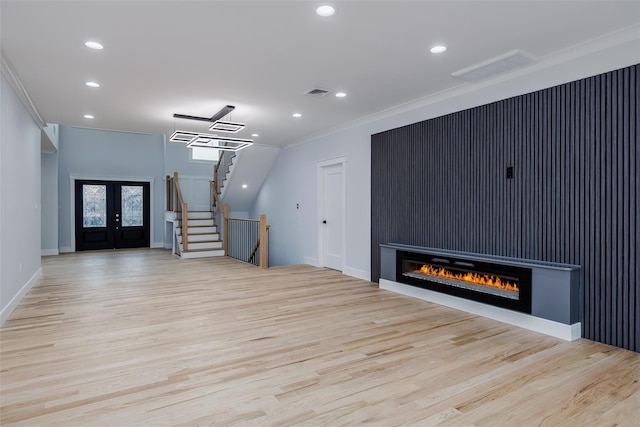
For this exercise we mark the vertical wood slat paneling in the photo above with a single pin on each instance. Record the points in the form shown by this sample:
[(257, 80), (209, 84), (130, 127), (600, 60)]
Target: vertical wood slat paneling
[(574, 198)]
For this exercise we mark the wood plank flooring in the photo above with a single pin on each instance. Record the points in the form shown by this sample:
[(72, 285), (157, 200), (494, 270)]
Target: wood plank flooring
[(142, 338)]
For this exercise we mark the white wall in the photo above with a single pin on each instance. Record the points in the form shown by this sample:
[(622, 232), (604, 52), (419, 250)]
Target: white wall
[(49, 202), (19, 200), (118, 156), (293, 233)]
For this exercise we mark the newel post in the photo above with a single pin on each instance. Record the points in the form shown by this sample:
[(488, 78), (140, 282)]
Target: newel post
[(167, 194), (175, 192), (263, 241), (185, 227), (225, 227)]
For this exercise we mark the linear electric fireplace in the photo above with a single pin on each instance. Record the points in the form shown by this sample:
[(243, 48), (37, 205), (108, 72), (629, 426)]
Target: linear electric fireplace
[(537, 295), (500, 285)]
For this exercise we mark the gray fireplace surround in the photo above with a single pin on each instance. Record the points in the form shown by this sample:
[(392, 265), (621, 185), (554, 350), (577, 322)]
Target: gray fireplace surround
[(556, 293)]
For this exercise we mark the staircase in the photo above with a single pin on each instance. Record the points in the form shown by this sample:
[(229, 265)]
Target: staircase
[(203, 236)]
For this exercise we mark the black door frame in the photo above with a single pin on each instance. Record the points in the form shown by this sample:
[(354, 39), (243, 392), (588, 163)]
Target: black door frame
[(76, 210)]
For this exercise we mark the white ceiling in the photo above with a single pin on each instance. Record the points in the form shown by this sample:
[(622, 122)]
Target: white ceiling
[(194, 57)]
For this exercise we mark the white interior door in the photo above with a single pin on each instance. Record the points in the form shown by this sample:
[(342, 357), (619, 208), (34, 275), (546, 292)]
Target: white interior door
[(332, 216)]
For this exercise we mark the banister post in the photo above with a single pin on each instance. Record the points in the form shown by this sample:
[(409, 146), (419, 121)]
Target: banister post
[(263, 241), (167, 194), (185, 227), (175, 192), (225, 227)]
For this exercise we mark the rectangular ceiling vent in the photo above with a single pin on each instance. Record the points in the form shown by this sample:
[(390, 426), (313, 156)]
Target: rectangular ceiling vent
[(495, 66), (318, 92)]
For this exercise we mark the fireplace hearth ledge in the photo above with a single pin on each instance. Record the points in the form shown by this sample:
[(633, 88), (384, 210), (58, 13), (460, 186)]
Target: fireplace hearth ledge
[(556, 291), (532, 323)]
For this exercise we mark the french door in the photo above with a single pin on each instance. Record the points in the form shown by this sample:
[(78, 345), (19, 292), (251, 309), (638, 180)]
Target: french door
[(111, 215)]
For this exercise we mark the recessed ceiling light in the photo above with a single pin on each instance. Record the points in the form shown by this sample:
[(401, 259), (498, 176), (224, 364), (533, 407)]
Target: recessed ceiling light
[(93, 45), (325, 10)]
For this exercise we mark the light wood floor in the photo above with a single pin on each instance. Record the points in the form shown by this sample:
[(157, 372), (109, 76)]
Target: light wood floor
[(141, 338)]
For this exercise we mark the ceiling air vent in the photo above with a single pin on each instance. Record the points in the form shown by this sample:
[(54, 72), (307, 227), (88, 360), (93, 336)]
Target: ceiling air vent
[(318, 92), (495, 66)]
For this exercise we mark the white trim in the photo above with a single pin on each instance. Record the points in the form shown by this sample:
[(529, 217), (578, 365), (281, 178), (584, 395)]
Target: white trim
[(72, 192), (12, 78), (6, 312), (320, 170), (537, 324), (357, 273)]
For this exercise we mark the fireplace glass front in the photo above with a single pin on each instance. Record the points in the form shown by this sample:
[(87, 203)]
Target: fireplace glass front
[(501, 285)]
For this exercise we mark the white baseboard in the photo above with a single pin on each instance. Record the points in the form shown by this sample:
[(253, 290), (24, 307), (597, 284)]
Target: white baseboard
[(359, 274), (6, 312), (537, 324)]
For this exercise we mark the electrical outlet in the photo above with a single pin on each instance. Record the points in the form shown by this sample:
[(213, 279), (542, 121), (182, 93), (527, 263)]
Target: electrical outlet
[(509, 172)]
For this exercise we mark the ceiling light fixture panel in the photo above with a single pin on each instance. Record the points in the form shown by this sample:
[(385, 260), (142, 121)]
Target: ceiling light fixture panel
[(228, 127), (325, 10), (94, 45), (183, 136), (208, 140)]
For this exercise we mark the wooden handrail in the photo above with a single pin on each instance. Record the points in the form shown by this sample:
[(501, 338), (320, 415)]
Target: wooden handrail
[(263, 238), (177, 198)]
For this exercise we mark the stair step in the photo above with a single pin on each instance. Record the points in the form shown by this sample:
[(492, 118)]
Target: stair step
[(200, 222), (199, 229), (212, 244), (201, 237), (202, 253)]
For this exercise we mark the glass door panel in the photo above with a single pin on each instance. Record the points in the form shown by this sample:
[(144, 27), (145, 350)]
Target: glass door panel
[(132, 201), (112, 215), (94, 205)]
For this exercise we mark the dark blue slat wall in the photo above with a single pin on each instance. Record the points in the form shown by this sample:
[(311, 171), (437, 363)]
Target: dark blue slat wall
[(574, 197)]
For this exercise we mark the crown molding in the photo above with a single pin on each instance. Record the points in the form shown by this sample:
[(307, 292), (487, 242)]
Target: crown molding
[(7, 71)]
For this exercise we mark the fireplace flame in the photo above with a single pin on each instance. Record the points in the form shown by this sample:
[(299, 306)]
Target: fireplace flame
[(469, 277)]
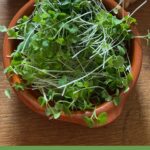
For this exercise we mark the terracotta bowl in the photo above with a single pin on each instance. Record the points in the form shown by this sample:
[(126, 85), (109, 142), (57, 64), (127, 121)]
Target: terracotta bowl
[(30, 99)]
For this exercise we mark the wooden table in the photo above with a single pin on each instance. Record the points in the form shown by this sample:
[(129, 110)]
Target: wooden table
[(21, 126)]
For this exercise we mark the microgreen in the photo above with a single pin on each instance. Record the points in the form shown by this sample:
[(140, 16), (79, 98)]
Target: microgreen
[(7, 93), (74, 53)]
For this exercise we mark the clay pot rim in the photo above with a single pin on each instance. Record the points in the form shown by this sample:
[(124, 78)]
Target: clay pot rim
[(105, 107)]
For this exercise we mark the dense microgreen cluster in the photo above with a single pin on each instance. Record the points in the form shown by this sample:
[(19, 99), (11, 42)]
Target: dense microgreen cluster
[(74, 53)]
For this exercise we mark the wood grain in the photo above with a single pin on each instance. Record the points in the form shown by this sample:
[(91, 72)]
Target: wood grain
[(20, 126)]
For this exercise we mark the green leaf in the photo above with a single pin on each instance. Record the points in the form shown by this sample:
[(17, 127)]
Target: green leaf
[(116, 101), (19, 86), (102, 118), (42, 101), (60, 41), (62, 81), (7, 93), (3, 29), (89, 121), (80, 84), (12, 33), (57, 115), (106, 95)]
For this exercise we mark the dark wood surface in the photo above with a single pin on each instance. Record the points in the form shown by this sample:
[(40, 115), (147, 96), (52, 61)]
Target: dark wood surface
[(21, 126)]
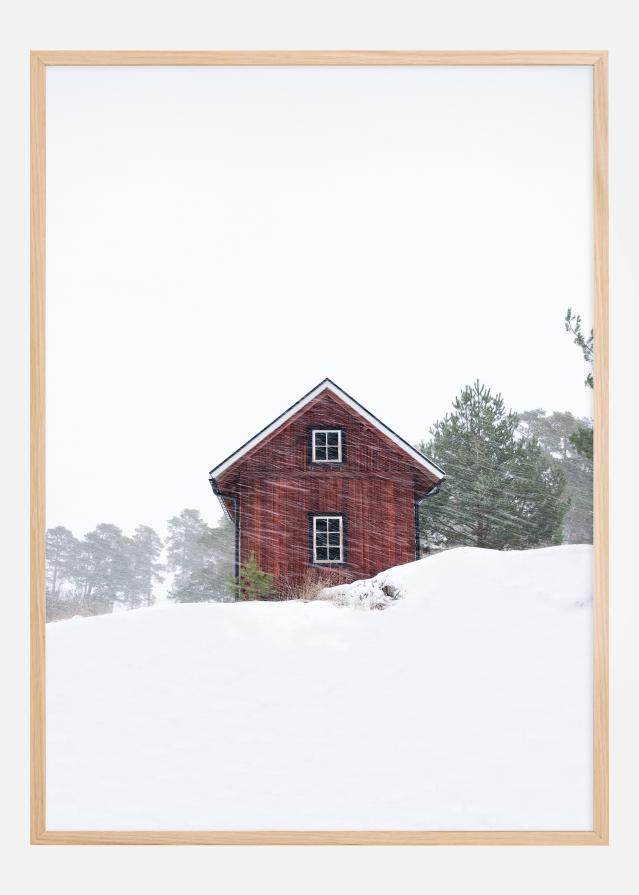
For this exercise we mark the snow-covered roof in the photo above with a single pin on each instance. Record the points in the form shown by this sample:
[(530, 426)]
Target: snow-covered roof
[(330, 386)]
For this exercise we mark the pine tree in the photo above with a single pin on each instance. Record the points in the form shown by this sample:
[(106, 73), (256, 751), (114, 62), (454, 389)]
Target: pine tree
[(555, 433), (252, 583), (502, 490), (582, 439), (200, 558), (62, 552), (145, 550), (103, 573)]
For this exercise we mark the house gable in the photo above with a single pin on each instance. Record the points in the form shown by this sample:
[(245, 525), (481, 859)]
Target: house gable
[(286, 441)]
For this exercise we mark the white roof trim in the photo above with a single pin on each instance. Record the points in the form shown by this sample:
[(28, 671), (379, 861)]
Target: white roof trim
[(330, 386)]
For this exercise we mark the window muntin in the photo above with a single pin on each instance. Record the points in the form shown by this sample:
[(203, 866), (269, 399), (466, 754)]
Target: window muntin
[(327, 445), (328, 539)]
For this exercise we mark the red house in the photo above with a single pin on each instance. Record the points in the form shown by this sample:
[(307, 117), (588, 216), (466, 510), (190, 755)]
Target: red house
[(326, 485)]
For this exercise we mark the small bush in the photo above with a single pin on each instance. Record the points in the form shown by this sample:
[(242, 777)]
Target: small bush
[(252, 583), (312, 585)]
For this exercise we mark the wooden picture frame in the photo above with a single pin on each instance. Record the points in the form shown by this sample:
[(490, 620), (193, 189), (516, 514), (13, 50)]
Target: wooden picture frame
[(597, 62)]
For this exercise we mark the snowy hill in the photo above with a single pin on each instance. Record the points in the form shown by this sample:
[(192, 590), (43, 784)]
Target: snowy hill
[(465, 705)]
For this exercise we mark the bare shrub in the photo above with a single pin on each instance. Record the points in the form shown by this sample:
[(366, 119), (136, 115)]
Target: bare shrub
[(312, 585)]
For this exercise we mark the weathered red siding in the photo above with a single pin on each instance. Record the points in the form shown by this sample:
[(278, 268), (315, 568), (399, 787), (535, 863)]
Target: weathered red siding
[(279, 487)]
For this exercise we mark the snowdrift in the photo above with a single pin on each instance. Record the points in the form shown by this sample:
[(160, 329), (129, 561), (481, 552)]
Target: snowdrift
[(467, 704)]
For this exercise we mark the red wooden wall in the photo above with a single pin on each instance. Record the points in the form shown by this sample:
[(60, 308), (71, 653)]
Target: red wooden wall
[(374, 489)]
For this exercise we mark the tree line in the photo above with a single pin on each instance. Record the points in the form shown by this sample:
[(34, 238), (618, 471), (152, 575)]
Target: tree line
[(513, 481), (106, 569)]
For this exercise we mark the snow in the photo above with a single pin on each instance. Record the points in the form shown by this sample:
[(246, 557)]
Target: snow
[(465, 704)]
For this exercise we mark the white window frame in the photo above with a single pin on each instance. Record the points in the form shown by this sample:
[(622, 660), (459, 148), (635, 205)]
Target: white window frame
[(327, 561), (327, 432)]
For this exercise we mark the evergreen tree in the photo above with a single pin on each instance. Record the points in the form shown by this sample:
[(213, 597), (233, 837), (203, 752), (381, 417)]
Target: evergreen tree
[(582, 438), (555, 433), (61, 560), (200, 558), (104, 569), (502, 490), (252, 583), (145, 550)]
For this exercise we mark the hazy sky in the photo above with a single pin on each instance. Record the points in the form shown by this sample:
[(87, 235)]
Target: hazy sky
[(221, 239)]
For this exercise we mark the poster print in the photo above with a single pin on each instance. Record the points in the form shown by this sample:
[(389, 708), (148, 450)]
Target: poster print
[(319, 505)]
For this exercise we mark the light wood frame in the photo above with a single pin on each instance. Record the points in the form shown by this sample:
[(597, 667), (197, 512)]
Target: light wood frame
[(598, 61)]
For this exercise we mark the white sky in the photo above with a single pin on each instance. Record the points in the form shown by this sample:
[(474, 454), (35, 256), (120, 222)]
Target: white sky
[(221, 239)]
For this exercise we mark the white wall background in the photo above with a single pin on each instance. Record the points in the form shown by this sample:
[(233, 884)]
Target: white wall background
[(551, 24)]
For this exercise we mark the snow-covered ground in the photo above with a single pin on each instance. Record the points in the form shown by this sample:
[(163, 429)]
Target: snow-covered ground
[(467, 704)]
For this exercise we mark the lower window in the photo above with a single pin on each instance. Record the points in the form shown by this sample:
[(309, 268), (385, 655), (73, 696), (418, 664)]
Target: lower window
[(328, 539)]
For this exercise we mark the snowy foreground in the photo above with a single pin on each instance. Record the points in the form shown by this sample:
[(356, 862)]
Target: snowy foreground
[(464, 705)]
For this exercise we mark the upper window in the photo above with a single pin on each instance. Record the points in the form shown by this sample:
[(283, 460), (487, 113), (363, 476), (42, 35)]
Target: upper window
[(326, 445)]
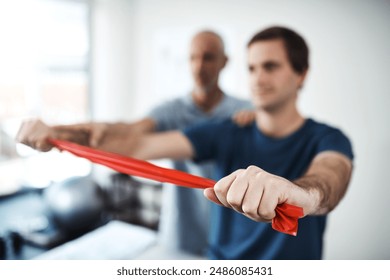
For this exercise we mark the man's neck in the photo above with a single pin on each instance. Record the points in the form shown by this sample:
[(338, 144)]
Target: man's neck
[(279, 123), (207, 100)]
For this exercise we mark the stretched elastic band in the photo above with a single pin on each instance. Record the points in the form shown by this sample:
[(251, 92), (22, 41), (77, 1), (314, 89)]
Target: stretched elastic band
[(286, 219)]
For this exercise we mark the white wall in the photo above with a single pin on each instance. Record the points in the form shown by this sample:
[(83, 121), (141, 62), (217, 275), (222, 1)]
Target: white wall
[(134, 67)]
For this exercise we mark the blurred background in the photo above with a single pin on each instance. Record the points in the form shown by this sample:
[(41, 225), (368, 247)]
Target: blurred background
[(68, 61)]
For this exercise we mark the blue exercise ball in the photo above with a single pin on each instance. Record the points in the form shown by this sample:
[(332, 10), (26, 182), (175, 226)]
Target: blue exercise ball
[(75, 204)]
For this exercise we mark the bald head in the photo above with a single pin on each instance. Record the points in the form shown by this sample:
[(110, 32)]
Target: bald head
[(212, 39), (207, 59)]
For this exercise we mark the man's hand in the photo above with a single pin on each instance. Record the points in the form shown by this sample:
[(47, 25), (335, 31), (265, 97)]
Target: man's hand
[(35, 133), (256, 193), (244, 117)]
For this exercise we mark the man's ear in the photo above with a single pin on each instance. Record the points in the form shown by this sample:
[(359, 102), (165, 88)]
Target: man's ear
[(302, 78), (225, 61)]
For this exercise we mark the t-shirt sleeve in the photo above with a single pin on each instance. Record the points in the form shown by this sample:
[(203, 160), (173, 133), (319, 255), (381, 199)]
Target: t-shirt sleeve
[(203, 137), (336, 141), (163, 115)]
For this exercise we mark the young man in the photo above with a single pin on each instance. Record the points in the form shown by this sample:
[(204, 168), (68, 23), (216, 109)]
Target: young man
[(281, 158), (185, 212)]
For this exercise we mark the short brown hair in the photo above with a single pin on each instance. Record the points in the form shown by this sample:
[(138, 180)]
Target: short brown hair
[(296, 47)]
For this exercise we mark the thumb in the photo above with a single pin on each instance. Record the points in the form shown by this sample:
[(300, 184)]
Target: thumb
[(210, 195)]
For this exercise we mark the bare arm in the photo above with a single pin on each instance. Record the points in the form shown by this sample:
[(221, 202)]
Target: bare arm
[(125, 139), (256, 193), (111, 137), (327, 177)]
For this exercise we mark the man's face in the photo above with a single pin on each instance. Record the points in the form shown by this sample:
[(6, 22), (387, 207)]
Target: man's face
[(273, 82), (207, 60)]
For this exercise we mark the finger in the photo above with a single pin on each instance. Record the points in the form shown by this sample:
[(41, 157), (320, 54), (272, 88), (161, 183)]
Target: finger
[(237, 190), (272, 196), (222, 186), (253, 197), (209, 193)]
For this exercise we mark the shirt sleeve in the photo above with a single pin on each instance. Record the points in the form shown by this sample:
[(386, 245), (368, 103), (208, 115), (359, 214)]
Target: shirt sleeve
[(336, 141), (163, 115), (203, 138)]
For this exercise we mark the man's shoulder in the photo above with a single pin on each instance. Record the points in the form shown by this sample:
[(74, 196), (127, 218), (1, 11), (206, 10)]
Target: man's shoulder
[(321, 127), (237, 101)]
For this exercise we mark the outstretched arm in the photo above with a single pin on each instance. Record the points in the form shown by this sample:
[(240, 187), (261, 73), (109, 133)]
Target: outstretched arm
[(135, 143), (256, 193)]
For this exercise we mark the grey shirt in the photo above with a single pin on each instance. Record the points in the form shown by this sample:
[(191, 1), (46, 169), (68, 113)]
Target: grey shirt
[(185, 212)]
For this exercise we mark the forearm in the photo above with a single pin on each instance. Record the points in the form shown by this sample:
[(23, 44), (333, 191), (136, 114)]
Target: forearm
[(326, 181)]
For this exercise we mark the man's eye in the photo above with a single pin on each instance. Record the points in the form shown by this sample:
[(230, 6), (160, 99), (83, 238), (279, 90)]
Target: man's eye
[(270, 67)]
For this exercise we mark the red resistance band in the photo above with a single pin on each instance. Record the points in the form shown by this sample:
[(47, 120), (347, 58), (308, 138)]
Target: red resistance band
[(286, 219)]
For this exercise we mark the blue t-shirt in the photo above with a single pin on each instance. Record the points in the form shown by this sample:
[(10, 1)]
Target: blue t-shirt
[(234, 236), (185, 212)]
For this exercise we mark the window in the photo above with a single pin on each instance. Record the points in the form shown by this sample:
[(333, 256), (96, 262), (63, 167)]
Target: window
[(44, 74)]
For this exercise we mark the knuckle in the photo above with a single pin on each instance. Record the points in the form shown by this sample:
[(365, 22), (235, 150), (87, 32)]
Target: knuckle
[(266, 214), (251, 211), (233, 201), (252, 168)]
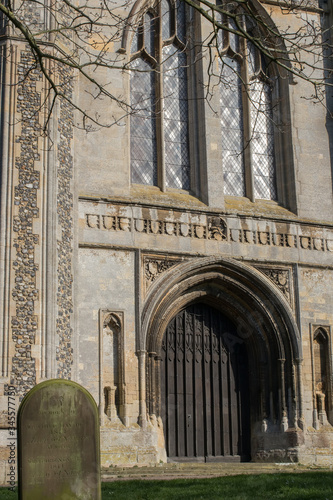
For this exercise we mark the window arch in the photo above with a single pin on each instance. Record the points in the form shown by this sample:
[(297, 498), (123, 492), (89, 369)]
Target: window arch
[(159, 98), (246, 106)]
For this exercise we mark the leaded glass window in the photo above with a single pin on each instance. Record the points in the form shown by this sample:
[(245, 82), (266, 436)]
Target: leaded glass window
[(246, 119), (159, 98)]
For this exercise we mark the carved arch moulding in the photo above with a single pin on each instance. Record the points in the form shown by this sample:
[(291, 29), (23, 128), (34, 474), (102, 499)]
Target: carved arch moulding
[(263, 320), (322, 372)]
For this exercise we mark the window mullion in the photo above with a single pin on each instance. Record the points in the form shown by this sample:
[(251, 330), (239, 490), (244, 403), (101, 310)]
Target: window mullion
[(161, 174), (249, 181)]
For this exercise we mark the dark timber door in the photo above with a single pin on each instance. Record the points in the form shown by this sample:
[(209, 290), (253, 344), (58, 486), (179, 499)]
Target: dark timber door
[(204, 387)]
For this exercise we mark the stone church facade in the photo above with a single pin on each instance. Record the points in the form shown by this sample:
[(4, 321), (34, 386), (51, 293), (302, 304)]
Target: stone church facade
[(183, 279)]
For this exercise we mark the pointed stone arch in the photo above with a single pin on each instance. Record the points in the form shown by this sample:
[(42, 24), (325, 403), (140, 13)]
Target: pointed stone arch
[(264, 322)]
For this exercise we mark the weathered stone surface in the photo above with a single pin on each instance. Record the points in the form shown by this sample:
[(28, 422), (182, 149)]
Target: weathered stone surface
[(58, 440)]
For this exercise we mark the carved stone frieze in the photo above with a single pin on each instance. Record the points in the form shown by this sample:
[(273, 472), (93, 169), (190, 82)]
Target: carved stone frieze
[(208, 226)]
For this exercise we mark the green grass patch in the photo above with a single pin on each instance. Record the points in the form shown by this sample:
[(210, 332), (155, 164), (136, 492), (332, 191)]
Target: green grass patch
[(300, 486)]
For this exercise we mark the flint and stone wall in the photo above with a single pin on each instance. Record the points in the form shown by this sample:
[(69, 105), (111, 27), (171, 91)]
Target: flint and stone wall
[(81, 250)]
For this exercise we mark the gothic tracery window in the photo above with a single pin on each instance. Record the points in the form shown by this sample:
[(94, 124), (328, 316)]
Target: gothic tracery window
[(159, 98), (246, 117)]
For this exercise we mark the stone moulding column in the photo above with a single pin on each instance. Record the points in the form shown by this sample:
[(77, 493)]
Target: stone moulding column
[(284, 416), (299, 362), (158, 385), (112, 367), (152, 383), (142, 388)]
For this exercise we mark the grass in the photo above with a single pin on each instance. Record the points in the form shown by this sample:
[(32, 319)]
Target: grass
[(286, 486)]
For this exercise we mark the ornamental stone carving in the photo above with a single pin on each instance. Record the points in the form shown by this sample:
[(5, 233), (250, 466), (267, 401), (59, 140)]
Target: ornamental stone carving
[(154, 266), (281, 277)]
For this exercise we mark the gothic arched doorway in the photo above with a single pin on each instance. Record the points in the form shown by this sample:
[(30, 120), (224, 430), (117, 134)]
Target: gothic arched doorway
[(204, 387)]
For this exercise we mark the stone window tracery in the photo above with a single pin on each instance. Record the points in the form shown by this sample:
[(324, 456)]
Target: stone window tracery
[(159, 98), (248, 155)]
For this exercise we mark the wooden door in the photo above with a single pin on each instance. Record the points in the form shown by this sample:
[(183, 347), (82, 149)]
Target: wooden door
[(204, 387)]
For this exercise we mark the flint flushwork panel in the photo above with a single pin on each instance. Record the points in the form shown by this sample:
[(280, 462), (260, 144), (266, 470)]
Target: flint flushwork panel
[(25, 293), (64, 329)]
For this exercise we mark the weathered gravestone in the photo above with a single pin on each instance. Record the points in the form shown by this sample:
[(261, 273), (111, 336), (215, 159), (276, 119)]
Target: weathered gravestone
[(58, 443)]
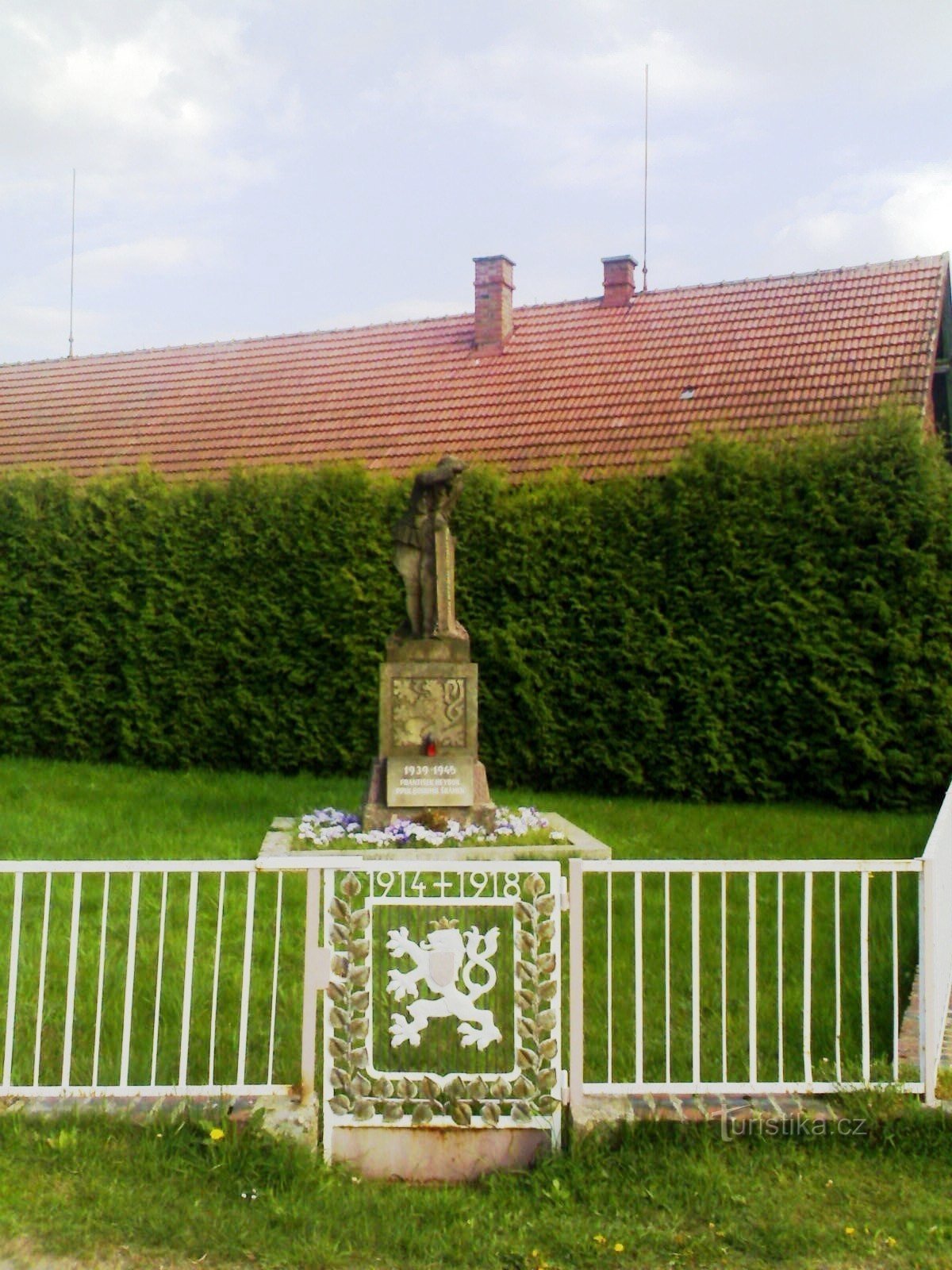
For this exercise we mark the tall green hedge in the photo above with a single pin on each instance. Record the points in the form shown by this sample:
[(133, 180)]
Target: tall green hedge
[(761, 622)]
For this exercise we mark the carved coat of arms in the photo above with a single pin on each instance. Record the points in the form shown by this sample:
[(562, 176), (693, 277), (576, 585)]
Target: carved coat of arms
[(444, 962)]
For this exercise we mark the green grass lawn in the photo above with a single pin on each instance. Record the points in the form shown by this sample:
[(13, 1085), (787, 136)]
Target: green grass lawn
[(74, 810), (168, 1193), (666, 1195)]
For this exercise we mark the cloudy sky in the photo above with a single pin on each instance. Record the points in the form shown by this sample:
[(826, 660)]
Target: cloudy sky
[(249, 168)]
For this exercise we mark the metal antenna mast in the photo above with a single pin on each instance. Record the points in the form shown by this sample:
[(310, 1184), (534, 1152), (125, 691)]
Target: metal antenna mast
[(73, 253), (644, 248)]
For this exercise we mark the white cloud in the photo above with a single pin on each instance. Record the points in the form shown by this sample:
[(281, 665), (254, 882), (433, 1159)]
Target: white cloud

== Exercise requirements ==
Revise the data above from its beginning through the line with "[(537, 295), (500, 285)]", inclusive, changing "pin" to "marker" and keeping everything else the same. Leave the pictures out.

== Exercise answer ==
For this exercise we mark the vertical wood slat paneling in the photo above with a single marker on each instance. Record the points in the form shown by this sample:
[(257, 80), (209, 84), (130, 127), (600, 60)]
Target: vertical wood slat paneling
[(574, 198)]
For this exercise we mark the wood plank flooring in the photo above with a single marker on each instance. Record the points in the form shown by this sample:
[(72, 285), (157, 200), (494, 270)]
Target: wood plank flooring
[(142, 338)]
For this exercise we mark the white wall in the photo above with a single marker on each instance. Record the points in the form shown by this sample:
[(622, 232), (604, 52), (419, 250)]
Target: white wall
[(49, 202), (19, 200), (118, 156), (293, 233)]
For this exercise we mark the newel post in the photo above with a single marker on each instance. Record the points in the form shown by this sample:
[(488, 78), (140, 282)]
Target: newel post
[(167, 194), (175, 192), (263, 241), (185, 227), (225, 227)]
For this exercise we mark the linear electric fireplace in the photo above with a single marker on each instance. Record the points in the form shown by this sample:
[(243, 48), (37, 205), (108, 72), (629, 426)]
Target: linear electric fireplace
[(537, 295), (500, 285)]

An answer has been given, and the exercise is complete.